**TO DO**
Search the entries below. Return every line that has "beach" in it.

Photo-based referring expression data
........

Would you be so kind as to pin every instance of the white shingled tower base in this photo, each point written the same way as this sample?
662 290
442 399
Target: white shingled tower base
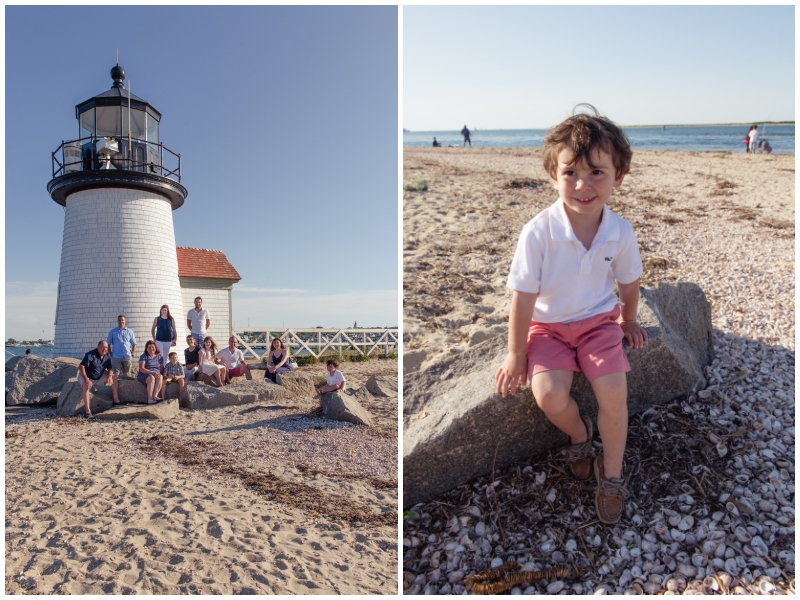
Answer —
117 257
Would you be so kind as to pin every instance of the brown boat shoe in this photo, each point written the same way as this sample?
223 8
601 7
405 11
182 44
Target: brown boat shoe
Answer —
609 499
579 456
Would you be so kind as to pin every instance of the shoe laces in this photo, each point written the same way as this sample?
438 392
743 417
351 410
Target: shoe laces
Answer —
578 451
613 487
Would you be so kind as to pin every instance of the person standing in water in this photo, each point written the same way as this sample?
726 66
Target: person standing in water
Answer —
465 133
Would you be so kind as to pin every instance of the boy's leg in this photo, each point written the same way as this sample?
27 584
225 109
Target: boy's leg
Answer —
612 419
551 391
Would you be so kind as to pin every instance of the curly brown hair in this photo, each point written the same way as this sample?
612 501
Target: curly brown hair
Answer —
584 134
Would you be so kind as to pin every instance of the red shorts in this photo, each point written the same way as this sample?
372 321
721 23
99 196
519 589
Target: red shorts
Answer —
592 345
237 372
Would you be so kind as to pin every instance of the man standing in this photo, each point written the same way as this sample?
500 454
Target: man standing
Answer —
233 359
198 321
95 370
122 342
465 133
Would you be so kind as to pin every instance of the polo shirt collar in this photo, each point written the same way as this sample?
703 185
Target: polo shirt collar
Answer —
561 229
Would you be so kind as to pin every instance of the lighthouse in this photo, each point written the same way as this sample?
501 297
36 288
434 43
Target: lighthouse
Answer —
118 184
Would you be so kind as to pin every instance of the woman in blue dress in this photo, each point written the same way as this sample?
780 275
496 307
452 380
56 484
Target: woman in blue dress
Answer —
151 371
164 331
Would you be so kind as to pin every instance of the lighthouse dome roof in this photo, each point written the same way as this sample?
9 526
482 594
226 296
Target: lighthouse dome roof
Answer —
117 96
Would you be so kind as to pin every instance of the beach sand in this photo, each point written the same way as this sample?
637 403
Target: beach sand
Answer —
710 477
238 500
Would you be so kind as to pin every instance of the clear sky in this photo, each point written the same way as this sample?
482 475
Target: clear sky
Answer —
518 67
286 119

........

**SOLUTION TO THIS PROBLEM**
Would you be so kind as to pin every instance of the beach sand in this photo, each point written the same way as this sample?
Target: beach sand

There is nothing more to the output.